Image segmentation entries:
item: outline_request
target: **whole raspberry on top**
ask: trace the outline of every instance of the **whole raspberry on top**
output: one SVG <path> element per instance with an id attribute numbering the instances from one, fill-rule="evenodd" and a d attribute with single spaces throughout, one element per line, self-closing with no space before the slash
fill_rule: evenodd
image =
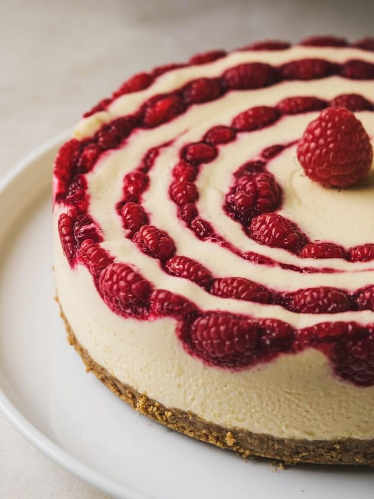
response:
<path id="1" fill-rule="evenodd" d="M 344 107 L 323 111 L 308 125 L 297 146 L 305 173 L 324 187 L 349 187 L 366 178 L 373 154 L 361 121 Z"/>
...
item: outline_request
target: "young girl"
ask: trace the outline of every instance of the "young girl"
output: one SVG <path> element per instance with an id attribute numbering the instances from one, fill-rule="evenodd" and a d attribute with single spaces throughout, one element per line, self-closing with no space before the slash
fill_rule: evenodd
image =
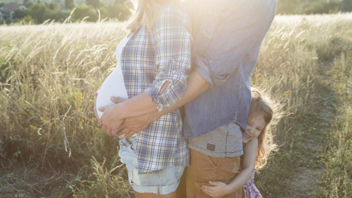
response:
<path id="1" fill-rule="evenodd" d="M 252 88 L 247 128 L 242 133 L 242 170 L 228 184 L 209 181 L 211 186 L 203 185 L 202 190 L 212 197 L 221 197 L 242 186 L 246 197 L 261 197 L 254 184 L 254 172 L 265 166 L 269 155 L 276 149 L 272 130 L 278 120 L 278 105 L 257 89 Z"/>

| Given exercise |
Tally the lines of the material above that contain the word "whole", treating case as significant, and give only the number.

| Exercise answer |
2